## Problem details
Set down the records exactly, and omit any image found in them.

## Source data

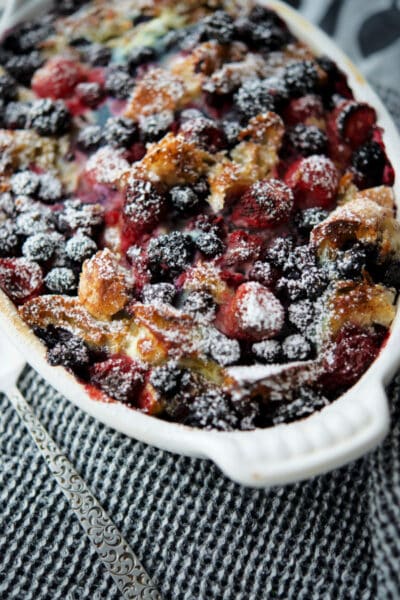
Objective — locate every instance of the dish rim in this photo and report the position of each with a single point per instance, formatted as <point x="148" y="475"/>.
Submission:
<point x="341" y="432"/>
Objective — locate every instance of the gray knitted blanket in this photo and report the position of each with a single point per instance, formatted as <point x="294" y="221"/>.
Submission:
<point x="200" y="536"/>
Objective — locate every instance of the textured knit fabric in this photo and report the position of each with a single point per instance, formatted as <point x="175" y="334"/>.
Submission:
<point x="200" y="536"/>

## Task solution
Objective — locate every instance of the dish rim in this photo and report the position of each with a single point per instance, formatted as <point x="148" y="475"/>.
Submission:
<point x="341" y="432"/>
Objective — locate every instance of the gray knitted blanket in this photo and report the position of each with a single point per instance, formatted as <point x="294" y="221"/>.
Submission:
<point x="200" y="536"/>
Objective — locate every instance of the textured knit fabric in this photo and report the position of each with a single point per instance, formatted as <point x="175" y="334"/>.
Submission:
<point x="200" y="536"/>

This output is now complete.